# [Problem to work on]
Each entry below has to be written out again without any change.

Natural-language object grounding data
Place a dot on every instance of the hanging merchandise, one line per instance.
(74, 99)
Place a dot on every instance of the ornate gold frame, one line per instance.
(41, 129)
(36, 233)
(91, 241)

# [Solution to the exercise]
Place a dot on every instance of the hanging merchandise, one line per instance.
(74, 99)
Place a dot on every instance of the ornate gold frame, one line per instance.
(41, 129)
(36, 233)
(91, 241)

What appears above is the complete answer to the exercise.